● TRECHO DO TEXTO

_ _ _

Quando dobrei a esquina da Avenida João Machado no sentido da Rua João Amorim, mudei de lado da calçada para passar em frente da casa onde depositei os sonhos de repórter foca, na redação de A União. Parei no tempo e reduzi o passo, enquanto voltei à época quando nos anos entrantes de 1980 me encantava com o ambiente transformado em espojeiro.
Muitas outras vezes passei apressado por aquela rua, mas naquela manhã com sol ameno e esparsas nuvens, sonolentos carros a cruzar a João Machado, me deu vontade de parar à entrada da antiga casa onde funcionou o jornal. Não parei, mas olhei vagarosamente pelo portão escancarado na tentativa de rever alguns resquícios da antiga redação.

_ _ _

● MATERIAL FORNECIDO
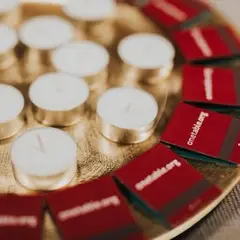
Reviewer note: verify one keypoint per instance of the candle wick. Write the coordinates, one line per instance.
(40, 143)
(128, 107)
(59, 87)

_ _ _

Reproduza na íntegra, sem nenhuma alteração, o trecho do texto sobre a casa da antiga redação de A União. O material fornecido não é necessário para este exercício.

● RESULTADO DO EXERCÍCIO
Quando dobrei a esquina da Avenida João Machado no sentido da Rua João Amorim, mudei de lado da calçada para passar em frente da casa onde depositei os sonhos de repórter foca, na redação de A União. Parei no tempo e reduzi o passo, enquanto voltei à época quando nos anos entrantes de 1980 me encantava com o ambiente transformado em espojeiro.
Muitas outras vezes passei apressado por aquela rua, mas naquela manhã com sol ameno e esparsas nuvens, sonolentos carros a cruzar a João Machado, me deu vontade de parar à entrada da antiga casa onde funcionou o jornal. Não parei, mas olhei vagarosamente pelo portão escancarado na tentativa de rever alguns resquícios da antiga redação.